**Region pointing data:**
<<<<

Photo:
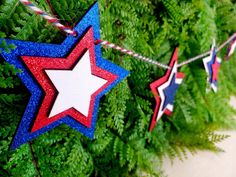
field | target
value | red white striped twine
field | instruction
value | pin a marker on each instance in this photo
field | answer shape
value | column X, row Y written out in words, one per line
column 50, row 19
column 70, row 31
column 190, row 60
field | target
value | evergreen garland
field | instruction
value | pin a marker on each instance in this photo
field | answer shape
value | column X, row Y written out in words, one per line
column 122, row 145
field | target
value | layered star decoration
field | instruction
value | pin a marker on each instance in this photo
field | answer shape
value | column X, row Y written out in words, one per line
column 231, row 48
column 164, row 90
column 212, row 65
column 66, row 81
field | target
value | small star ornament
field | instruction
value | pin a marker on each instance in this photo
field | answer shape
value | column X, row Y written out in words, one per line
column 212, row 65
column 231, row 49
column 164, row 90
column 66, row 80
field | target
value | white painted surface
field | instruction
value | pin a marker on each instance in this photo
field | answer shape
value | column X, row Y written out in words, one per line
column 207, row 164
column 75, row 87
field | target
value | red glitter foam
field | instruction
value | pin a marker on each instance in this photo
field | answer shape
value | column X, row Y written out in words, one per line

>>>>

**How to complete this task:** Reproduce each line of the entries in which the word "white" is found.

**Answer to the problem:**
value | red white striped twine
value | white painted surface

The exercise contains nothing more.